__Tugas Tertulis A__
Salin setiap kalimat tanya yang terdapat dalam teks pilihan secara utuh.
__Tugas Tertulis B__
Jawablah pertanyaan berikut berdasarkan teks pilihan.
(i) Menurut Manava Dharma sastra III. 57, bagaimana upacara yang dilaksanakan di keluarga yang tidak menghormati kaum perempuan?
(ii) Menurut Slokantara 77 hal. 121, pencabulan anak perempuan di bawah umur tergolong dosa apa?
(iii) Berapa biaya upacara yang mengorbankan 26 ekor kerbau?

Menurut berita di Koran bahwa hampir setiap hari terjadi kekerasan di rumah
tangga (KDRT). Sungguh kasihan nasib kaum perempuan yang menjadi korban
segala-galanya. Dimana kaum perempuan tidak dihormati maka keluarga itu akan
cepat hancur. Upacara apa pun yang dilaksanakan di keluarga itu tidak
berpahala (Manava Dharma sastra III. 57). Sebaliknya di mana kaum perempuan
disayangi, disitu para dewa senang.
Pencabulan anak perempuan di bawah umur. Perbuatan ini tergolong dosa maha
besar atau Maha Pataka (Slokantara 77 hal. 121). Yang lebih menyayat hati
lagi ada di antaranya diperkosa oleh ayah kandung dan oleh kakeknya sendiri.
Kalau sudah begini kejadiannya, siapa yang mesti bertanggung jawab untuk
pengisian rohani umat Hindu? Bolehkah menuntut kepada tokoh yang
menggebu-gebu mendorong umat Hindu agar melakukan upacara yang megah meriah
berhura-hura? Di mana pahala upacara yang mengorbankan 26 ekor kerbau dengan
biaya 2,6 milyar? Adakah cara berupacara seperti itu akan membuat umat Hindu
yang polos dan lugu menjadi "katak rebus"?

Entri pelabelan lokasi gambar:

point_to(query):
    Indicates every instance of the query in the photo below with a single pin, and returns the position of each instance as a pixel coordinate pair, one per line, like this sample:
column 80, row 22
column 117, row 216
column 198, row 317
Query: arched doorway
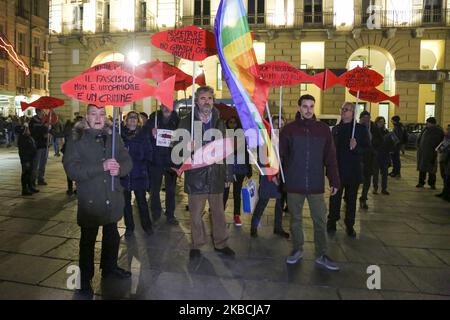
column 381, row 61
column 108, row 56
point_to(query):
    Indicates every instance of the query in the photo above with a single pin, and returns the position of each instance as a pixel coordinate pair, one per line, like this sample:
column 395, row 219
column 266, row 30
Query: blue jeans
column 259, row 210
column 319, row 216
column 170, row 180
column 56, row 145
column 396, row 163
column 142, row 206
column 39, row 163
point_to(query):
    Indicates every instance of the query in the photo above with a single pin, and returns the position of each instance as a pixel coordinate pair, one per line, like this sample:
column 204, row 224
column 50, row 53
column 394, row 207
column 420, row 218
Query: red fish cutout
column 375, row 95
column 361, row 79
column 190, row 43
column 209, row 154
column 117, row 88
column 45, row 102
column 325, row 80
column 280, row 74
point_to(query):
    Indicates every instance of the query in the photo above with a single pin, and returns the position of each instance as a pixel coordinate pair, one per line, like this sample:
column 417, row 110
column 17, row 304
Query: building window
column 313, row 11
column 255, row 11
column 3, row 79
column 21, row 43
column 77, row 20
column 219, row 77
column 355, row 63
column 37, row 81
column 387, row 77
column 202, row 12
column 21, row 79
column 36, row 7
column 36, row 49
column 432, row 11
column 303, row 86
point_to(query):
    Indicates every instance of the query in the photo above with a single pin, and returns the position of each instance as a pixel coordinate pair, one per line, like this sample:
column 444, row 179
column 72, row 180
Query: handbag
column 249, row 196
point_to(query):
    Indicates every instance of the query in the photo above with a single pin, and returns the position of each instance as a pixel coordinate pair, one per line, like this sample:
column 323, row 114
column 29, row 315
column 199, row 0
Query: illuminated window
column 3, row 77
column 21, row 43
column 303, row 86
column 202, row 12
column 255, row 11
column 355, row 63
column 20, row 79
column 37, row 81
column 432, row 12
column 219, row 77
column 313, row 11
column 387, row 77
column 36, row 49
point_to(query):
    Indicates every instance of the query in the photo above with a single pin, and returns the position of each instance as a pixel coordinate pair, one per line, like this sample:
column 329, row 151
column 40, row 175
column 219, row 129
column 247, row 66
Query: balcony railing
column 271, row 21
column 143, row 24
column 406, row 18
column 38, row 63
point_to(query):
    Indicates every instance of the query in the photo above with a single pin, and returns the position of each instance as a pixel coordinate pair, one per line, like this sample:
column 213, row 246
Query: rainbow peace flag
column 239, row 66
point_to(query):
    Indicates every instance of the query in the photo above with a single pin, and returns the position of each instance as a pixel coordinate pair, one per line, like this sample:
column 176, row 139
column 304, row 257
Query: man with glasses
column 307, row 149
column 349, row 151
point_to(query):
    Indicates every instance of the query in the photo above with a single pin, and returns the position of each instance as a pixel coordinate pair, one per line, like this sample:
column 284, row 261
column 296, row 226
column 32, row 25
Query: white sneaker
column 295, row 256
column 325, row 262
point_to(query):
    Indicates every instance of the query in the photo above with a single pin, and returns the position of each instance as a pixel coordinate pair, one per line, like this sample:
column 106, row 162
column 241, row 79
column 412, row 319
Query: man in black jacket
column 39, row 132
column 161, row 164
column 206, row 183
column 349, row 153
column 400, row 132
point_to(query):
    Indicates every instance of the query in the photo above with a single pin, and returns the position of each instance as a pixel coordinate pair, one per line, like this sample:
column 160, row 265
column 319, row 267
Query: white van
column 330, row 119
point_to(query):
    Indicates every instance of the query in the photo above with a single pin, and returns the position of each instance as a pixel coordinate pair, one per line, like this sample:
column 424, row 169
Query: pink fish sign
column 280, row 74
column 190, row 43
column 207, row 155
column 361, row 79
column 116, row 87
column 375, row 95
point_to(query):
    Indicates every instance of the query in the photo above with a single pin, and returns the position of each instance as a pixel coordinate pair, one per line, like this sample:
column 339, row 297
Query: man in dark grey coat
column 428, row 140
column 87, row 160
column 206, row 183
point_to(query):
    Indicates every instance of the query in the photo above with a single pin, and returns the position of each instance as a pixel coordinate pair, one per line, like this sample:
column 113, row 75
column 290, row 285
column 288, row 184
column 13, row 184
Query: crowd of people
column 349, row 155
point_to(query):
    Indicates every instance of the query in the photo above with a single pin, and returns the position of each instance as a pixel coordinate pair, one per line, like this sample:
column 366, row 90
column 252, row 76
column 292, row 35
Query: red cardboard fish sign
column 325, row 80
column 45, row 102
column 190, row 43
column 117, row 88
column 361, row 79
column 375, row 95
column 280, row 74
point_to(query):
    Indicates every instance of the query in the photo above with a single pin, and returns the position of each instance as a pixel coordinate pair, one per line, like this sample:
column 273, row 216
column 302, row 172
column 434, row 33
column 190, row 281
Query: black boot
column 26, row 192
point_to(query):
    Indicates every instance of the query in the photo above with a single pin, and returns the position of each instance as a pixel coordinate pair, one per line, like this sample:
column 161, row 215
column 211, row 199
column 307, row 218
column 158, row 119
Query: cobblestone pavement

__Jawaban Lengkap A__
1. Kalau sudah begini kejadiannya, siapa yang mesti bertanggung jawab untuk pengisian rohani umat Hindu?
2. Bolehkah menuntut kepada tokoh yang menggebu-gebu mendorong umat Hindu agar melakukan upacara yang megah meriah berhura-hura?
3. Di mana pahala upacara yang mengorbankan 26 ekor kerbau dengan biaya 2,6 milyar?
4. Adakah cara berupacara seperti itu akan membuat umat Hindu yang polos dan lugu menjadi "katak rebus"?

__Jawaban Lengkap B__
(i) Upacara apa pun yang dilaksanakan di keluarga itu tidak berpahala.
(ii) Perbuatan itu tergolong dosa maha besar atau Maha Pataka.
(iii) Biayanya 2,6 milyar.